In short, Vienna sausages are pretty low on the food chain and taste it. A mouthful of raw hot dog is ambrosial in comparison. The Vienna sausage is just as overly salty and unpleasantly nitrate-tangy; the difference lies in its peculiar texture, like the stuff you pick out from between your teeth. It’s one of the few meat products where if you ponder it too closely you are brought face to face with the abattoir.

So, you ask, if Vienna sausages aren’t eaten for nutritional benefit or for gustatory pleasure, why eat them at all? I should pause here to note that some people are forced to consume them because of rotten circumstance. But they don’t, I imagine, buy cases of Vienna sausages at warehouse clubs. Or live in a relatively affluent neighborhood and bring a can home as a trophy after an invigorating ride through the woods.

I can only answer this question out of what I dredge out of myself; readers can judge for themselves how universal the application. As a 10-year-old back in the 1950s, I was enthralled when I came into possession of some unopened packages of World War II K-rations. At this distance, memories are mostly vague: a neat mini-pack of cigarettes; a can of processed meat with a special can opener that doubled as a thumb gasher; and packets of hard, stale-tasting crackers, toilet paper, and chewing gum. What I remember best is the chocolate bar. It was made so it wouldn’t melt in the tropics—which meant it didn’t melt in the mouth either: it just sort of softened. And it tasted like chocolate-flavored floor wax. None of these things were remotely good, but I didn’t care, because they tasted of places I hadn’t been, of adventures I could only imagine. This was the food of soldiers, explorers, and mountain climbers, and so long as the mouthful lasted, I was one of them. According to the Wikipedia article on K-rations, those cans of processed meat might contain “sausages”—a neat coincidence, if only I remembered that to be so of the cans I laboriously gouged open. But I don’t.

Dataset entries
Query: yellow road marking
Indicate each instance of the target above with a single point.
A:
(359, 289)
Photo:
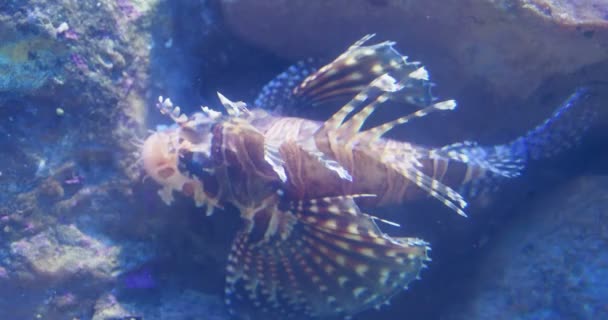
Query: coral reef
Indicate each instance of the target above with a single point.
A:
(82, 236)
(500, 41)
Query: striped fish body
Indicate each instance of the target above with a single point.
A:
(306, 249)
(374, 168)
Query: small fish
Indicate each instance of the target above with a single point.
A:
(307, 249)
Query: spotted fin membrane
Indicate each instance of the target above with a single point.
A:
(316, 258)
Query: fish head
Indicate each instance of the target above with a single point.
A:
(178, 157)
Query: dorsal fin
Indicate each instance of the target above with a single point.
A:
(235, 109)
(356, 68)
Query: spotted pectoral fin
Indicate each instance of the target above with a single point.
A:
(325, 259)
(277, 95)
(357, 67)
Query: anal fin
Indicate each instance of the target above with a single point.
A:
(330, 259)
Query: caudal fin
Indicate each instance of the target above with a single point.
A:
(560, 132)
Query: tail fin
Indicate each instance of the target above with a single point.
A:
(490, 164)
(560, 132)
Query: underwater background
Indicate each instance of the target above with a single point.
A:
(83, 235)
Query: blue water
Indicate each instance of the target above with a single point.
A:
(84, 233)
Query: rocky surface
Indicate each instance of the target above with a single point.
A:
(508, 63)
(512, 45)
(82, 236)
(550, 263)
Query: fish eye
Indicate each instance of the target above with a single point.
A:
(197, 164)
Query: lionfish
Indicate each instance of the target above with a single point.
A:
(306, 248)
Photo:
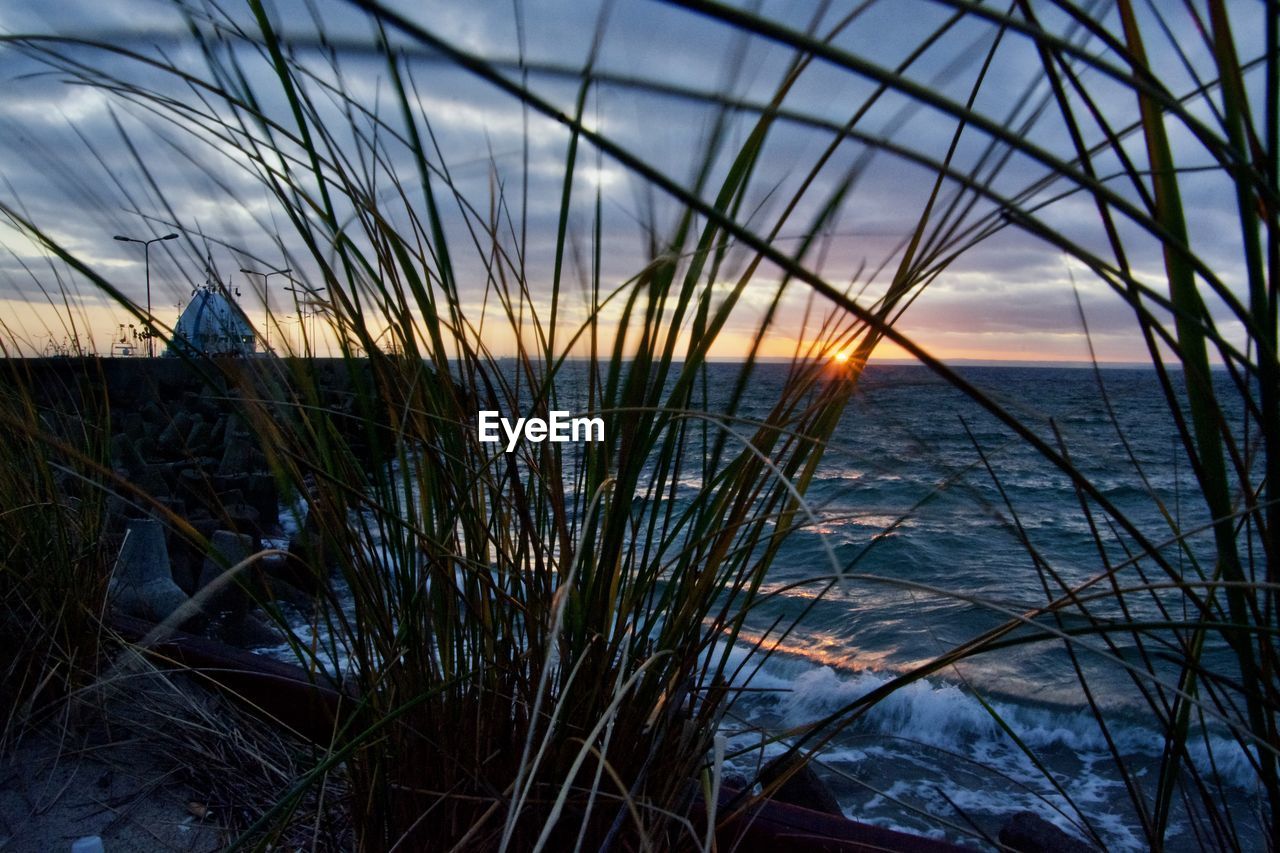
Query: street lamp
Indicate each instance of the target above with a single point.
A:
(302, 290)
(266, 300)
(146, 255)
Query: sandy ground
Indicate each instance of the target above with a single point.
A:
(56, 788)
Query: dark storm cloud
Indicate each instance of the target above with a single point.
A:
(67, 164)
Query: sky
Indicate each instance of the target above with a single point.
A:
(85, 163)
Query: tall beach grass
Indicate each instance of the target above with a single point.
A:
(545, 643)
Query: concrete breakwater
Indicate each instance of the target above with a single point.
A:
(192, 491)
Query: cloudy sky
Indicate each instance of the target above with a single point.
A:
(95, 142)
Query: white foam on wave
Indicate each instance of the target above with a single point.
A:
(947, 716)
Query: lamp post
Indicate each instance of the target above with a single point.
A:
(266, 300)
(146, 256)
(302, 290)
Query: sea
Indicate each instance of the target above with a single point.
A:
(942, 524)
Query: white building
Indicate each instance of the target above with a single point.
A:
(214, 324)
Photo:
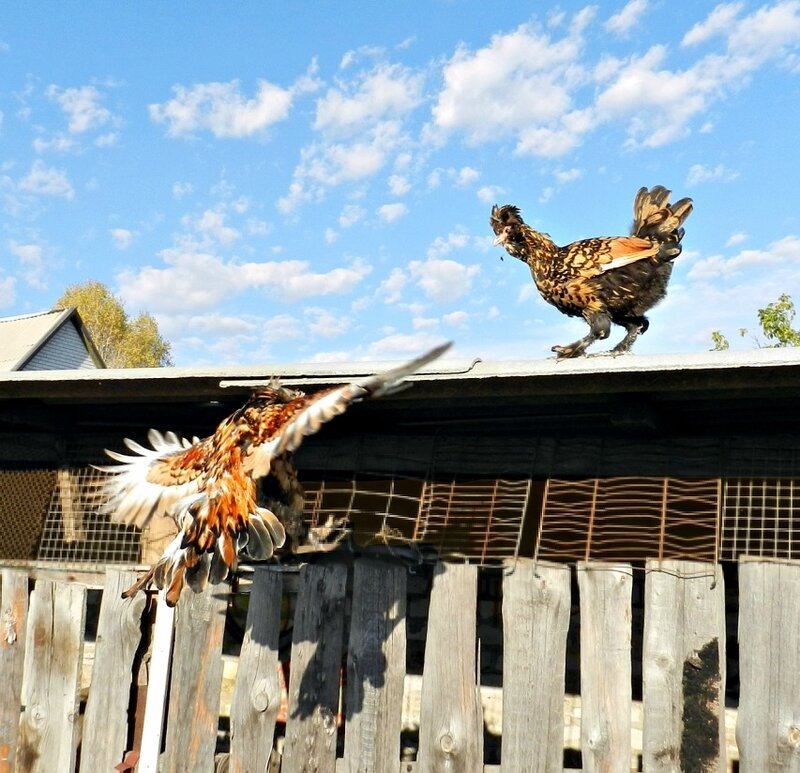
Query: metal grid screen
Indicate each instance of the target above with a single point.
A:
(629, 519)
(760, 517)
(478, 520)
(75, 532)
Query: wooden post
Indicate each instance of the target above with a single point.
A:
(311, 728)
(196, 681)
(157, 682)
(605, 596)
(768, 725)
(13, 620)
(536, 607)
(376, 665)
(53, 653)
(451, 722)
(105, 725)
(257, 693)
(683, 664)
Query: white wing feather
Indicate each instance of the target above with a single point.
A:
(131, 498)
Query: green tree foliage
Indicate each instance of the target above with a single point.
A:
(121, 341)
(775, 320)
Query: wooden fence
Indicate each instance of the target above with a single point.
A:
(350, 718)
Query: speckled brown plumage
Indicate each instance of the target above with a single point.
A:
(606, 279)
(209, 486)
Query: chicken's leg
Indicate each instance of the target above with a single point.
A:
(635, 327)
(599, 327)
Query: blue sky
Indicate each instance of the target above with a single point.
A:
(311, 181)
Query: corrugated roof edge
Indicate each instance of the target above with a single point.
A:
(468, 368)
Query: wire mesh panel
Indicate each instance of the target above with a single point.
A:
(761, 517)
(24, 497)
(629, 519)
(479, 520)
(75, 532)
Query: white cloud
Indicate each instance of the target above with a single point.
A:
(622, 22)
(538, 71)
(660, 103)
(386, 91)
(324, 323)
(443, 245)
(222, 109)
(195, 280)
(328, 164)
(401, 345)
(735, 239)
(399, 185)
(718, 22)
(59, 143)
(30, 254)
(82, 106)
(122, 238)
(456, 319)
(784, 252)
(179, 189)
(489, 194)
(567, 175)
(443, 281)
(391, 212)
(47, 181)
(212, 224)
(350, 215)
(467, 175)
(698, 173)
(33, 267)
(7, 291)
(391, 288)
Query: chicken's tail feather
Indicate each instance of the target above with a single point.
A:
(655, 218)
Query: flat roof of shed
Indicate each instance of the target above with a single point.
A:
(757, 369)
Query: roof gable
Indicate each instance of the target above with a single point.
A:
(49, 340)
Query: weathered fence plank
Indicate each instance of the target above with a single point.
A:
(311, 729)
(605, 597)
(451, 726)
(536, 607)
(257, 694)
(13, 619)
(157, 684)
(768, 726)
(683, 666)
(105, 724)
(194, 696)
(53, 653)
(376, 664)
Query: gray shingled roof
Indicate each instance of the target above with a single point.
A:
(21, 337)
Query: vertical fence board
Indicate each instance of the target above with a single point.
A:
(105, 724)
(451, 725)
(196, 681)
(53, 654)
(605, 598)
(257, 694)
(376, 664)
(311, 729)
(157, 683)
(13, 619)
(536, 607)
(683, 666)
(768, 725)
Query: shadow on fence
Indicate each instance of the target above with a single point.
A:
(351, 697)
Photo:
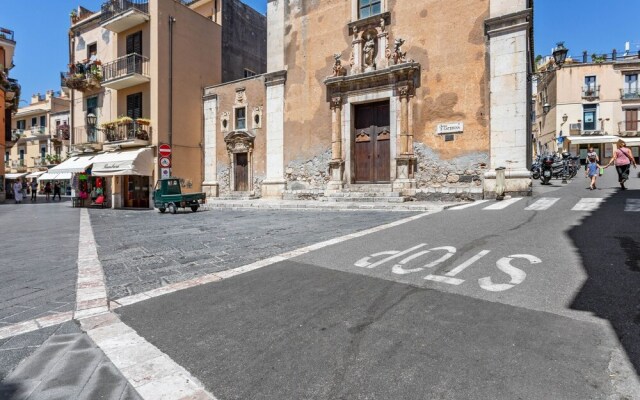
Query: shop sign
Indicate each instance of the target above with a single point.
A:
(164, 150)
(452, 127)
(165, 162)
(165, 173)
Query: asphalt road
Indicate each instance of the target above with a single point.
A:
(536, 298)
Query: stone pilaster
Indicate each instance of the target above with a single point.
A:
(274, 183)
(509, 32)
(210, 185)
(405, 161)
(336, 165)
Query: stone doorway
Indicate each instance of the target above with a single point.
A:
(372, 147)
(241, 172)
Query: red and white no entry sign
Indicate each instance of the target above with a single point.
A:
(164, 150)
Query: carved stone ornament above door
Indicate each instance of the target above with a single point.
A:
(239, 142)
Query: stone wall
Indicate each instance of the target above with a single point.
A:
(308, 174)
(460, 177)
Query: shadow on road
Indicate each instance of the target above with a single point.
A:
(612, 288)
(9, 391)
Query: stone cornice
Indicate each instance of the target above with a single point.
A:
(405, 76)
(509, 23)
(275, 78)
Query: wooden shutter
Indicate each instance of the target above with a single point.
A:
(134, 105)
(134, 43)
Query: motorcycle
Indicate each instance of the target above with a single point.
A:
(535, 168)
(547, 169)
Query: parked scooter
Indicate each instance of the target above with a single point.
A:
(535, 168)
(546, 168)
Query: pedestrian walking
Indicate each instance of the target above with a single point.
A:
(56, 191)
(622, 159)
(592, 168)
(47, 190)
(34, 189)
(17, 191)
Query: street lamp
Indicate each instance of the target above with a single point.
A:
(91, 120)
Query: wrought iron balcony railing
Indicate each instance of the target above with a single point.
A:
(125, 66)
(112, 8)
(629, 128)
(6, 34)
(630, 93)
(87, 135)
(127, 131)
(591, 91)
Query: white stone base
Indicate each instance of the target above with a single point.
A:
(406, 187)
(273, 189)
(211, 189)
(517, 182)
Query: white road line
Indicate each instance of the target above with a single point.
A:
(151, 372)
(542, 203)
(136, 298)
(502, 204)
(462, 207)
(588, 204)
(633, 205)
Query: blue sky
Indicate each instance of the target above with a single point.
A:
(41, 32)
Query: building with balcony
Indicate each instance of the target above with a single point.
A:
(37, 139)
(9, 100)
(593, 100)
(366, 96)
(136, 73)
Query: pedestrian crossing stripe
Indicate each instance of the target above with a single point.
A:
(544, 203)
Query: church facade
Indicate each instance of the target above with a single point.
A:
(420, 99)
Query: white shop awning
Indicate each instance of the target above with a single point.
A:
(74, 164)
(592, 139)
(35, 174)
(132, 162)
(49, 176)
(15, 176)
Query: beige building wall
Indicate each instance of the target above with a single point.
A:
(196, 64)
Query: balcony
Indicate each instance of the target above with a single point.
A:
(87, 138)
(19, 165)
(629, 128)
(9, 44)
(121, 15)
(127, 132)
(630, 93)
(82, 77)
(591, 92)
(126, 71)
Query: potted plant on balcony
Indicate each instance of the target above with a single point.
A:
(109, 129)
(142, 132)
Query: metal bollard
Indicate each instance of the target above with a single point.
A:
(500, 183)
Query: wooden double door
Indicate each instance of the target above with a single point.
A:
(372, 143)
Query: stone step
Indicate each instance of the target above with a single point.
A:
(365, 199)
(364, 194)
(366, 187)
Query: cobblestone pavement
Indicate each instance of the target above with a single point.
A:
(38, 268)
(68, 365)
(143, 250)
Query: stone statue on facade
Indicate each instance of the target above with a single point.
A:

Check your understanding
1. For each statement below, say whether it agrees with the Vienna sausage text. Answer yes or no and quote the deciding words of the text exactly. (a) A mouthful of raw hot dog is worse than a Vienna sausage. (b) The K-ration chocolate bar was made so that it would not melt in the tropics. (c) The narrator remembers that the cans of processed meat held sausages.
2. Update part of the Vienna sausage text, beginning at the words "So, you ask, if" and stopping after "through the woods.", and replace "warehouse clubs" with "discount stores".

Activity answers
1.
(a) No: "A mouthful of raw hot dog is ambrosial in comparison."
(b) Yes: "It was made so it wouldn’t melt in the tropics"
(c) No: "if only I remembered that to be so of the cans I laboriously gouged open. But I don’t."

2.
So, you ask, if Vienna sausages aren’t eaten for nutritional benefit or for gustatory pleasure, why eat them at all? I should pause here to note that some people are forced to consume them because of rotten circumstance. But they don’t, I imagine, buy cases of Vienna sausages at discount stores. Or live in a relatively affluent neighborhood and bring a can home as a trophy after an invigorating ride through the woods.